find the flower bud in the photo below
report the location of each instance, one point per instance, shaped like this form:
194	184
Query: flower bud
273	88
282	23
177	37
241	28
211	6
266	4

# # # # #

What is required – Set down every item above again, keeping each line word for word and in the same order.

Answer –
find the flower bud in the photo below
report the location of each instance, one point per instance, shaped like this form:
194	184
Query: flower bud
273	88
282	23
177	37
241	28
211	6
266	4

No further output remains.